— Begin —
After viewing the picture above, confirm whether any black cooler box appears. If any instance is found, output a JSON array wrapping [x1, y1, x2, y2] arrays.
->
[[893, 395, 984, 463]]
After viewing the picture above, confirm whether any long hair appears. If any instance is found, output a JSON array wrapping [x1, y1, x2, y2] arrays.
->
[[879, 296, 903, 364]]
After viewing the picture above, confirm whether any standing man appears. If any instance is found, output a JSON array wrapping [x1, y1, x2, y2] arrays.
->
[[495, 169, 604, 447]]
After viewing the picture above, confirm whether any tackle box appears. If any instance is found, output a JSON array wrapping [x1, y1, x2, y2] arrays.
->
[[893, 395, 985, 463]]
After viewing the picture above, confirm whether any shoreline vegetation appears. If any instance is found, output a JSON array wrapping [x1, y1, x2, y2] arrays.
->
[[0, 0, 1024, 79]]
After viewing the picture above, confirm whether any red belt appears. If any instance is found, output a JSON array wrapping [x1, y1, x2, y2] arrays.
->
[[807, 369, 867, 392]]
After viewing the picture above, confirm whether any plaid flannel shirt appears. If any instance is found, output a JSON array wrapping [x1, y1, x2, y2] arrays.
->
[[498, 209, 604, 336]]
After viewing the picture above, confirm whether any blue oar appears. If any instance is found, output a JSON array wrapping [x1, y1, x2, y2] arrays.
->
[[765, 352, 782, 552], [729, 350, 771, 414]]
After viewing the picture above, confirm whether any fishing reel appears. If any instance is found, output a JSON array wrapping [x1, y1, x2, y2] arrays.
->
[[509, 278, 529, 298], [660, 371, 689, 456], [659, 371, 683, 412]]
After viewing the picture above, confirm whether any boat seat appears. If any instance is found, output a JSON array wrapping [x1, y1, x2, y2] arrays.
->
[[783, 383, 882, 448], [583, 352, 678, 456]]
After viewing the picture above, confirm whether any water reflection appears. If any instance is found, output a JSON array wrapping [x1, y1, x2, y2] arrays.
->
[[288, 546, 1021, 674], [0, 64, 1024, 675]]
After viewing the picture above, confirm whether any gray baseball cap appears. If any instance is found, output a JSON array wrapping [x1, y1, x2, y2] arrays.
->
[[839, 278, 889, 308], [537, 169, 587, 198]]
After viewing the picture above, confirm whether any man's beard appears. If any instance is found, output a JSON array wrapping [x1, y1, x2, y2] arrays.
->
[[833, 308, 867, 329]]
— End —
** WHAT YOU HAVE TO DO **
Reproduce the entries verbatim, everything from the very start down to and including the line that contains "[[807, 369, 867, 392]]".

** SOLVED PROBLEM **
After viewing the picture above, confirm whether any black cooler box appears. If any instance is found, output a JSON array wrapping [x1, y1, x2, y2] arrays.
->
[[893, 395, 984, 463]]
After viewing the picture above, confirm whether any long hair appears. If any instance is found, output a JSON array wrapping [x1, y1, x2, y2] arrays.
->
[[879, 296, 903, 364]]
After viewing the picture above, confirm whether any standing man appears. If any instance is found, output a JSON array wrapping [x1, y1, x2, y2] arrays.
->
[[495, 169, 604, 447]]
After viewing the picture above, confirm whether any tackle box appears. If any instance is found, output a JSON array wrapping [x1, y1, x2, y2] arrays.
->
[[893, 395, 985, 463]]
After viewing the picture above, confirm whether any shoreline vegetation appears. If any instance is found, output a JSON array wrapping [x1, y1, x2, y2] arrays.
->
[[0, 0, 1024, 79]]
After viewing the picture above, confirm whether any red belt appears. If any instance is found, output a JSON array wrapping [x1, y1, x2, y2] arrays.
->
[[807, 369, 867, 392]]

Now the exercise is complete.